07 aprile 2019

I don Camillo della rivoluzione | L'editoriale della domenica


Il carattere angustamente personalizzato della lotta politica in Italia, questa sovrana mediocrità istituzionalizzata e questo tono che oscilla fra la bettola e la sagrestia, un mondo equamente diviso fra Peppone e don Camillo, irriducibili nemici con la tentazione dell’abbraccio, non ci sembrano una novità. Così come non ci stupisce il letargo provinciale del dibattito storico italiano eternamente e golosamente a rimorchio di presunte novità di questo o quello tra i sempre più numerosi sedicenti storici. Solo ci costringe a cercar conforto guardando con serietà, com’è d’uso, indietro. Un documento che conserviamo con cura ci racconta che i 1000 di Garibaldi in realtà erano 1090, la lista delle persone fornita dal Ministero della Guerra fu pubblicata nel 1864, dal Giornale Militare come risultato di un'inchiesta istituita dal Comitato di Stato. Per la maggior parte i volontari erano Lombardi (434), Veneti (194), Liguri (156), Toscani (78), Siciliani palermitani (45), Stranieri (35). Pochissimi i piemontesi, poco più di una decina. Solo 26 erano siciliani di altre città dell'Isola. La composizione sociale: 500 tra artigiani e commercianti, 150 avvocati, 100 medici, 20 farmacisti, 50 ingegneri e 60 possidenti. E una sola donna. Di popolino o contadini non ce n’era. La composizione politica era una sola, quella di sinistra, mentre quella sociale, quasi la metà erano professionisti e intellettuali, l'altra metà artigiani, affaristi, commercianti e qualche operaio.

=== Lavoro richiesto ===
Secondo il brano, quanti erano in realtà i Mille di Garibaldi? Le righe riportate qui non hanno alcun rapporto con il brano.

=== Estratti dei dati ===

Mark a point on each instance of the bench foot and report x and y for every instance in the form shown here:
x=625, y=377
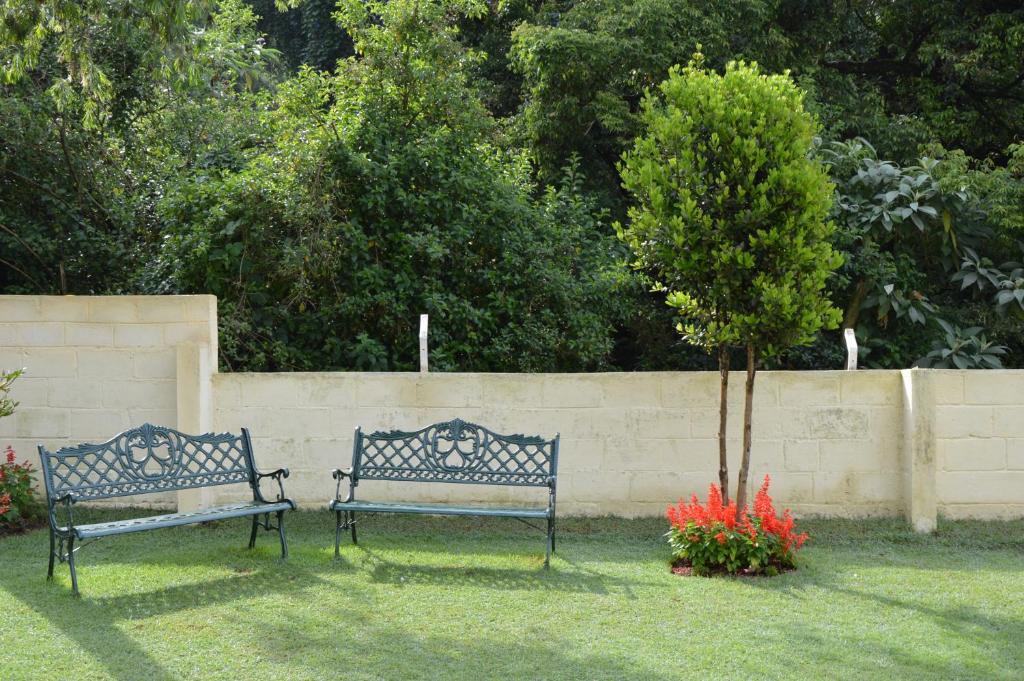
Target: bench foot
x=252, y=535
x=71, y=564
x=49, y=571
x=348, y=523
x=281, y=533
x=551, y=543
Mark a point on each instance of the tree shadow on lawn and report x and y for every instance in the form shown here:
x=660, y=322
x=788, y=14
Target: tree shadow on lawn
x=994, y=638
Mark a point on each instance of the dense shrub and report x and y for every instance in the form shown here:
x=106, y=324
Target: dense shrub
x=712, y=539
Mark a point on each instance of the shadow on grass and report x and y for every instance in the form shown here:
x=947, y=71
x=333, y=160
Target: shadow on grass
x=385, y=649
x=558, y=579
x=96, y=624
x=969, y=627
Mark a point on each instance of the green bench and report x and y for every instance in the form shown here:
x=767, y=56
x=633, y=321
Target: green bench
x=453, y=452
x=150, y=460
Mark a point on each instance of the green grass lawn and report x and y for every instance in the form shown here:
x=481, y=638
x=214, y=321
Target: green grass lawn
x=458, y=598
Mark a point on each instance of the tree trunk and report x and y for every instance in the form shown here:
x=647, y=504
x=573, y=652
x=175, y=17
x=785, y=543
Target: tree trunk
x=752, y=360
x=723, y=417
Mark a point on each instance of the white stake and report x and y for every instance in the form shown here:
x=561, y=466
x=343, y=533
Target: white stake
x=423, y=343
x=851, y=349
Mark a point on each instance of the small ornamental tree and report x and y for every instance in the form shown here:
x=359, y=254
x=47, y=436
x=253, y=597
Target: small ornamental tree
x=730, y=217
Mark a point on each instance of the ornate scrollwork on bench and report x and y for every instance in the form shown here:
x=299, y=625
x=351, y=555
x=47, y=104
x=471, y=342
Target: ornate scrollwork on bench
x=146, y=460
x=450, y=452
x=456, y=452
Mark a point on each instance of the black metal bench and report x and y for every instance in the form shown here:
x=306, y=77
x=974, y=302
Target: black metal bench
x=147, y=460
x=452, y=452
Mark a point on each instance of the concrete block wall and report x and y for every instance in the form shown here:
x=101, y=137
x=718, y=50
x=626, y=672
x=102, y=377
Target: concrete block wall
x=631, y=442
x=979, y=430
x=96, y=366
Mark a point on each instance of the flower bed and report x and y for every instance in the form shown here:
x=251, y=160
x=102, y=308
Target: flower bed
x=720, y=538
x=19, y=509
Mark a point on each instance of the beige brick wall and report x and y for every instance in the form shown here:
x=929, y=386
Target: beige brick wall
x=847, y=443
x=95, y=366
x=631, y=442
x=980, y=443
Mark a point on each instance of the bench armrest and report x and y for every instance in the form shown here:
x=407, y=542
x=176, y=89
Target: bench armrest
x=67, y=501
x=278, y=475
x=340, y=474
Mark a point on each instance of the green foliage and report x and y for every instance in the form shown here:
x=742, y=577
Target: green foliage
x=377, y=194
x=963, y=348
x=586, y=66
x=7, y=378
x=731, y=212
x=75, y=200
x=916, y=242
x=19, y=507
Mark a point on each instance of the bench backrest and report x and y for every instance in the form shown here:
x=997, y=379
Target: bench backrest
x=145, y=460
x=455, y=452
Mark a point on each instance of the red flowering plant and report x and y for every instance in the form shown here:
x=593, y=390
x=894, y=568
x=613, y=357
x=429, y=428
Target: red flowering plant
x=19, y=508
x=717, y=539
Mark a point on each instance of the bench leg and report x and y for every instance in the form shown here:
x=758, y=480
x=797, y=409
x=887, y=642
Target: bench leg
x=49, y=571
x=551, y=543
x=71, y=563
x=281, y=531
x=252, y=535
x=337, y=534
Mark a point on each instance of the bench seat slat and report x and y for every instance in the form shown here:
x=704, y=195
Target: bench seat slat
x=174, y=519
x=437, y=509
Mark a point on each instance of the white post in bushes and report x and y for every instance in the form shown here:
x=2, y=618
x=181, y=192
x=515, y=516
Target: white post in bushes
x=851, y=349
x=423, y=343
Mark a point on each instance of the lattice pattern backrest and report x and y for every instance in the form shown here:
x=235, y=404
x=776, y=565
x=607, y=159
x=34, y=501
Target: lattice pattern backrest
x=456, y=452
x=144, y=460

=== Risposta scritta ===
In realtà erano 1090.